**À FAIRE**
Repérez et recopiez chaque ligne ci-dessous qui contient le mot « jacket ». Tenez compte de la casse.

(Lignes de boîtes englobantes)
▶
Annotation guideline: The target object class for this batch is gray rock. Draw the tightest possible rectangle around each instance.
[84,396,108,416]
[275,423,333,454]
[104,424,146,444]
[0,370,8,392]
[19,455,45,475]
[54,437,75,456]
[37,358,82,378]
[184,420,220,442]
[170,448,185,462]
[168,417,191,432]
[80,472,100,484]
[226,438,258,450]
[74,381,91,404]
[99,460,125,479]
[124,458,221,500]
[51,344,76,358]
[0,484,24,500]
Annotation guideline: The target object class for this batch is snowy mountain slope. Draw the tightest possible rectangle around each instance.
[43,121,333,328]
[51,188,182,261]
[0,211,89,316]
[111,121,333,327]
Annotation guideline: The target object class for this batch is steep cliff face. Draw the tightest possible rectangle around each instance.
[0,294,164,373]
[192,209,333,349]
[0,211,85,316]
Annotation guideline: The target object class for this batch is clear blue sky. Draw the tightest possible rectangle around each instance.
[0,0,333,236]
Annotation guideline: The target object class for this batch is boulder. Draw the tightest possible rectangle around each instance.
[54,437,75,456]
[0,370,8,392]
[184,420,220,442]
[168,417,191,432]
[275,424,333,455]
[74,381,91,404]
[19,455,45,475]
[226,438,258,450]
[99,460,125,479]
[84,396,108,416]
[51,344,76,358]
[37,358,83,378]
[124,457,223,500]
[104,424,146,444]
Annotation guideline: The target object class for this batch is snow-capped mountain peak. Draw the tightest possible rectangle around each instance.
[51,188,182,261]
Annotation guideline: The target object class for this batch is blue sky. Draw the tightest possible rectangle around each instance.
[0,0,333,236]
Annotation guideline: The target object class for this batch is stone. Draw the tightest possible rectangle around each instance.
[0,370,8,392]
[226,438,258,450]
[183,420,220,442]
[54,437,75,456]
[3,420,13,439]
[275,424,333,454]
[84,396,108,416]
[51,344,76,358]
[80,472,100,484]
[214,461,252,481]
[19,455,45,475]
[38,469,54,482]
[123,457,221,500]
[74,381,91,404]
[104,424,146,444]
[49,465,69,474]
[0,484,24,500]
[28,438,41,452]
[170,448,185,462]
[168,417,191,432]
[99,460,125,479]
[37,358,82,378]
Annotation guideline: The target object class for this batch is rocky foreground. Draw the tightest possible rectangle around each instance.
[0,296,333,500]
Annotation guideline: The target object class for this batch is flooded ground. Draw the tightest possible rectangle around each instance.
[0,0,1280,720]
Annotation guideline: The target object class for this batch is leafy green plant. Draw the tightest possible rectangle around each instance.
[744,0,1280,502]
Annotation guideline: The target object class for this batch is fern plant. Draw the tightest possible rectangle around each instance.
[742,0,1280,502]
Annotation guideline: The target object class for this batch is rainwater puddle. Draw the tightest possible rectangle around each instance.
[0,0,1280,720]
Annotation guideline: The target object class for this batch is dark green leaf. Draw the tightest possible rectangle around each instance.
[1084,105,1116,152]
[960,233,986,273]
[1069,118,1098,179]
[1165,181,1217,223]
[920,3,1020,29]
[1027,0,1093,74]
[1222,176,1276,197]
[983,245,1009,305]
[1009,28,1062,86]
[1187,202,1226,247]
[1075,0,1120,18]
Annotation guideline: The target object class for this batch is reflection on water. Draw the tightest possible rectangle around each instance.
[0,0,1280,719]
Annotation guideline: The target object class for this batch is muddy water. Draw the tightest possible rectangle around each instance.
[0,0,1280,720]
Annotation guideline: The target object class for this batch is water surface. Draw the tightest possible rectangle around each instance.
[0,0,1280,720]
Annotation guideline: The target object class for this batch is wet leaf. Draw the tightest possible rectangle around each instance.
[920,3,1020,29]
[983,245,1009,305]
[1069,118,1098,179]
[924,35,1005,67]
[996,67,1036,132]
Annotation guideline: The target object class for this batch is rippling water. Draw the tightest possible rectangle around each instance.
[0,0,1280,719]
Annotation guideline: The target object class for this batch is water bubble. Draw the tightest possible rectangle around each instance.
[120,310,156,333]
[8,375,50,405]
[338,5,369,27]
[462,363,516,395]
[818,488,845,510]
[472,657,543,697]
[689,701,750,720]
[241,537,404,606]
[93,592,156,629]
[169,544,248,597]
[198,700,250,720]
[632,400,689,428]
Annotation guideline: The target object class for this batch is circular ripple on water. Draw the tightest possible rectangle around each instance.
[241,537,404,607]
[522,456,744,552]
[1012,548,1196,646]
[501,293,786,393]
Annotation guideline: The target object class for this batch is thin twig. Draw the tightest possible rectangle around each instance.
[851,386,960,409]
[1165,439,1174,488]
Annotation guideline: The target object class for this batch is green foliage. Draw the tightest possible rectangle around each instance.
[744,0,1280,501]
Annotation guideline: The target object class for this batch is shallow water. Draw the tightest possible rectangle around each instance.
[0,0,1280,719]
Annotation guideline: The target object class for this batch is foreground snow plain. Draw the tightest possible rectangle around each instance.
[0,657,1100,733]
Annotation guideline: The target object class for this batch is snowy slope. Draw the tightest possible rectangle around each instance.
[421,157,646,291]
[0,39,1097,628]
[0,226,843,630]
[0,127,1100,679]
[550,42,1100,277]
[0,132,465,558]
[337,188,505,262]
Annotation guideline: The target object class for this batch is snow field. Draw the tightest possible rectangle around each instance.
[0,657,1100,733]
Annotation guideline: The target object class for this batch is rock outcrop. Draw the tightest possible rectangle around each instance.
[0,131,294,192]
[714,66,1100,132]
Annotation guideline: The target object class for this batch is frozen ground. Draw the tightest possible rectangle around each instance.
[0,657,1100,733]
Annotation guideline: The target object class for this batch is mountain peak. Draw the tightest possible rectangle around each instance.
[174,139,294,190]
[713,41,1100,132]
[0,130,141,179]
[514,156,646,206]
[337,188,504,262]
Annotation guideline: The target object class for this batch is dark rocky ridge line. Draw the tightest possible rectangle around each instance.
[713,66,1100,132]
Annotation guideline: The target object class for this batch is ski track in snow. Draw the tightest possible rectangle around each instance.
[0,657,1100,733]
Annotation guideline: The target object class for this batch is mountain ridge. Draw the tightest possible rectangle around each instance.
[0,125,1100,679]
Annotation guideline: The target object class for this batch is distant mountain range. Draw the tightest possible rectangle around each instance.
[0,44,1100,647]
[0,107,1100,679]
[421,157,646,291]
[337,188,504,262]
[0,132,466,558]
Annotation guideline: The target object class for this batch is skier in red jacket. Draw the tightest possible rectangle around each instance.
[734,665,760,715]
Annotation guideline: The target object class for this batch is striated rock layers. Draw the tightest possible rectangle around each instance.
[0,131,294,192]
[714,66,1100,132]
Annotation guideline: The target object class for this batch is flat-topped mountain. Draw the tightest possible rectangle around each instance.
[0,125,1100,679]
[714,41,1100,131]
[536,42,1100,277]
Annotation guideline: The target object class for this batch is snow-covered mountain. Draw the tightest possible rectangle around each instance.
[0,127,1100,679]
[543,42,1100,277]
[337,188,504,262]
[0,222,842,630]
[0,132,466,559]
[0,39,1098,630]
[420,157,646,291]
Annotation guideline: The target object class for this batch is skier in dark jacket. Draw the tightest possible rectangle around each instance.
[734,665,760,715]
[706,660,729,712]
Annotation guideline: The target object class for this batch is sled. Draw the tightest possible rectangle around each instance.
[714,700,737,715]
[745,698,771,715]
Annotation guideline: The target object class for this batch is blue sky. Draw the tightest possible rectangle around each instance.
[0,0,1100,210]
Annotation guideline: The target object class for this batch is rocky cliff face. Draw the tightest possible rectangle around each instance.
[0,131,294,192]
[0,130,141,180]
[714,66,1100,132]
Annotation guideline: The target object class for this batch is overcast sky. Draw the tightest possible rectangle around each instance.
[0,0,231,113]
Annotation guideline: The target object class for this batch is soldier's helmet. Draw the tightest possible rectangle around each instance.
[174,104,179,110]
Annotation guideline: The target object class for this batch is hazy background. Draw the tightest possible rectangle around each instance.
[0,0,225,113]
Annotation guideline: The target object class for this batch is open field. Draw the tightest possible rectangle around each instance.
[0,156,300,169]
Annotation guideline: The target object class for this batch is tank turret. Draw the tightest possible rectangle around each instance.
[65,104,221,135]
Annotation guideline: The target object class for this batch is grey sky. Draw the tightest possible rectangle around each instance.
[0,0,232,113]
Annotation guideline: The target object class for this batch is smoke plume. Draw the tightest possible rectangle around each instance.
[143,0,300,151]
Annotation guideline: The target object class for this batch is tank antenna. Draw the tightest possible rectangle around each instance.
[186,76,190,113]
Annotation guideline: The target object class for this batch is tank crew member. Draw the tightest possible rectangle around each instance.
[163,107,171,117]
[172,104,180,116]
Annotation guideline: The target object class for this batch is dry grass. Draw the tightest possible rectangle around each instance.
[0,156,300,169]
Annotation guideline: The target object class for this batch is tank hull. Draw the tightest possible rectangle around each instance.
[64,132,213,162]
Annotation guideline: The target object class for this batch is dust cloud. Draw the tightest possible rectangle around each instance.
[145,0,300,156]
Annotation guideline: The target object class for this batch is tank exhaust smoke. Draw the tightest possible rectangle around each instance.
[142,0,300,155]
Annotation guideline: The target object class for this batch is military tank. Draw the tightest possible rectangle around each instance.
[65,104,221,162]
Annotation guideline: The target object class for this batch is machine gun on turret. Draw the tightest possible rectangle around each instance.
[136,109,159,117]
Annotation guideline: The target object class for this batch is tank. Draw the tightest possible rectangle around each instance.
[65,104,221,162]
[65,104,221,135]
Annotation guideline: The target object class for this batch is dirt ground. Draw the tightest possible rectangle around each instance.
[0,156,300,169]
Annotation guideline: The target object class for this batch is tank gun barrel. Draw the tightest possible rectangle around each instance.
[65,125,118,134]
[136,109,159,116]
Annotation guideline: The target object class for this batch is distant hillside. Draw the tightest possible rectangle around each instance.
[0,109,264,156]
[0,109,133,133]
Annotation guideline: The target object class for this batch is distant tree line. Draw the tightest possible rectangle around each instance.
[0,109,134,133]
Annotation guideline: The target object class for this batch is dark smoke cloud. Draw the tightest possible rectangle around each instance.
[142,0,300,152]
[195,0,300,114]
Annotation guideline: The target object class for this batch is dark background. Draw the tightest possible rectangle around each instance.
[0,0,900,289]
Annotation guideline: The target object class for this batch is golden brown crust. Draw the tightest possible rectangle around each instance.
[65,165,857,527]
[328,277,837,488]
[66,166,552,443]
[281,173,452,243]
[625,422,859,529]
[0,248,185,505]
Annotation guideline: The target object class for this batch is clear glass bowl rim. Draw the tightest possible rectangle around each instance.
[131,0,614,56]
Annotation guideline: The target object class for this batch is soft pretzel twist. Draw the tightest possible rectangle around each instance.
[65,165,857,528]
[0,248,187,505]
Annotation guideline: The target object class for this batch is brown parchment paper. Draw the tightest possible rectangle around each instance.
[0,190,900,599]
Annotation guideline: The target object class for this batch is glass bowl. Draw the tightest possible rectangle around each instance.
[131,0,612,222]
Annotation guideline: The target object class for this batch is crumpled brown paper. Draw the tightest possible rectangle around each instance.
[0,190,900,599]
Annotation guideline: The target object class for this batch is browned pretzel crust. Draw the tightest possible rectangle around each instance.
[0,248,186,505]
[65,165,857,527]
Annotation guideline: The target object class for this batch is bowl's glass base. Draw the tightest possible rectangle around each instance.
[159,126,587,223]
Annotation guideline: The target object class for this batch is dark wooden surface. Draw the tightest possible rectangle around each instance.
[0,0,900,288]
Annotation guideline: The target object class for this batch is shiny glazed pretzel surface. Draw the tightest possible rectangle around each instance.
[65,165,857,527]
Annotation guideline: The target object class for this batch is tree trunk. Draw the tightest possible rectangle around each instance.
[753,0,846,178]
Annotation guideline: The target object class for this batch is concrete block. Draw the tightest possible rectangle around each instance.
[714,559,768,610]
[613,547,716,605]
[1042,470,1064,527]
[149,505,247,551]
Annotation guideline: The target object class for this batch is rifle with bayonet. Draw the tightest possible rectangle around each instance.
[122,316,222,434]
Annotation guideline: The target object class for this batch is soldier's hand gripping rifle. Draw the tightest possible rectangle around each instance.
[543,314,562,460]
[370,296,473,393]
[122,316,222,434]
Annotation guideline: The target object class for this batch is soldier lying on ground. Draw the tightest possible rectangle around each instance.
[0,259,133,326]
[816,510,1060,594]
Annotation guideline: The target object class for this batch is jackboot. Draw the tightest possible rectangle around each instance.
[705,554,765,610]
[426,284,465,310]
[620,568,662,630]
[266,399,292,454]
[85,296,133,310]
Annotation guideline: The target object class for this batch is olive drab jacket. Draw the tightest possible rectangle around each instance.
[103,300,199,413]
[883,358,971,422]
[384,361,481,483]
◀
**EXERCICE CORRIGÉ**
Annotation guideline: The target object class for this batch is skier in red jacket. Draw the tightest possible rectangle around each instance.
Annotation guideline: The target object class for this batch is skier in dark jacket. Draw the tightest possible rectangle around each instance.
Annotation guideline: The target object class for this batch is olive drab jacket. Draw the tightest possible rectangle around each instance.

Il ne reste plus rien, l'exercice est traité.